◆ EJERCICIOS
**1.** En el texto sobre la democrafobia, ¿con qué fábula se compara quedarse en la zona de confort?
**2.** Sigue escribiendo el texto sobre la democrafobia a partir de la frase "democráticamente funesta."

◆ TEXTO DE LECTURA
◆ ◆ ◆ ◆ ◆ ◆ ◆

El arte y la palabra suelen estar para velar la falta
El
neologismo, o el término que viene siendo usado casi informalmente, por parte
de ciudadanos occidentales del mundo que preocupados por el desandar del
sistema político instituido, buscan resignificar o conceptualizar, el menosprecio o la escasa afección a la
democracia de los que se dicen democráticos o los que formal y
políticamente la representan (en término Lacanianos podríamos aducir: "El
arte y la palabra suelen estar para velar la falta.") con la finalidad,
precisa y obvia, de generar presencia, en el agujero de lo no democrático
(sobre todo la criminalidad de que la democracia supuestamente garantice
libertad y derechos humanos, a expensas de mantener a millones en la pobreza,
la marginalidad y la exclusión) necesita de una definición precisa y taxativa.
Por esta
razón, en este único sentido, de un sendero que se nos impone (de lo contrario
estaríamos obturando nuestra naturaleza humana, de salirnos de los automatismos
o de los egocentrismos que sólo especulan con la acumulación idiotizante que es
lo único que puede asegurar o garantizar esta democracia no democrática) es que
apelamos, a los otros, la generalidad y solidaridad de los que somos en tanto
otros, para desgarrar lo democrático,
redefinirlo, interpelarlo, desmenuzarlo, estrujarlo, desenvolverlo, una y otra
vez, resetearlo. Este es el único camino posible, para que la humanidad no
abandone del todo su realización como tal.
Padecer
democrafobia es lo peor que nos puede pasar como sujetos colectivos, como
sujetos políticos, como ciudadanos. Tenerle miedo a la palabra democracia, evitar criticarla, por una suerte de
temor reverencial, de sacramento ante lo totémico y lo sagrado, no es más que
continuar en una zona de confort que nos llevará como la fábula del sapo y del
agua hirviendo, a sin darnos cuenta, agotarnos en la carencia absoluta de lo
democrático como tal, por ausencia de una perspectiva crítica que la ponga
delante de sus faltas, que la redefina para resucitarla, rescatarla del olvido
indómito al que parece que la hemos sometido, en un oscuro rincón en donde
duerme el sueño de los justos. Todos y cada uno de los aspectos que se
vivencian de un tiempo a esta parte, en cada
comunidad que se precia de democrática, y que últimamente, se recrudece, se
multiplica en sus problemáticas, en sus indefiniciones, en sus traumas, en sus
revueltas y en su crasa falta de mayor integridad como de razonabilidad, no es
más que esto mismo, el señalamiento claro de la democrafobia que nos
aterroriza, que nos paraliza que nos detiene, con pavor pantagruélico y que en
caso de no tomar medida alguna para salir de tal y grave mal, nos terminará
envolviendo con su mortaja, apelmazada de una cruenta y letal agonía,
democráticamente funesta.

◆ ◆ ◆ ◆ ◆ ◆ ◆

Elementos de un conjunto de datos

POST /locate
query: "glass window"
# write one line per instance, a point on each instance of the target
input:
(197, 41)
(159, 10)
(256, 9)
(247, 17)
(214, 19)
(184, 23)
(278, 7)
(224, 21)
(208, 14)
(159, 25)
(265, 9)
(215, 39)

◆ ◆ ◆ ◆ ◆ ◆ ◆

◆ RESPUESTAS
**1.** Con la fábula del sapo y del agua hirviendo.

**2.**
La democracia es palabra. Por el temor
descripto, por el que padecemos a diario hasta para pensar en términos críticos
lo democrático, hemos transformado a la democracia en número. Sólo interesa
saber la cantidad de los que supuestamente apoyan una idea, una expresión,
supuestamente colectiva o una individualidad envestida en supuesto ropaje
democrático.
Debemos
devolverle el sentido de la palabra, del logos, del concepto a lo democrático. El número, nunca pudo haberse
constituido, como lamentablemente sucede desde un tiempo a esta parte, en lo
basal de lo democrático, dado que la razón última de lo numérico, termina
siendo la suerte o el azar.
Ponerle
palabras a lo democrático, en los términos que fueren, enfrentar la
democrafobia, es no el primer, sino el paso, dado que la cuestión numeraria,
hasta podríamos dejarla para definir elementos secundarios que hemos
transformado en primordiales, como la elección de representantes. Ir o no a una demarquía, podría ser un
camino para redefinir lo representativo (existen algunas consideraciones
teóricas acerca de esto mismo) sin embargo lo elemental o sustancial, es
ponerle palabras, buscarlas, encontrarlas, inventarlas, escribirlas,
compartirlas, hacerlas correr.
La democracia es, antes que nada y sobre
todo, logos, palabra, concepto.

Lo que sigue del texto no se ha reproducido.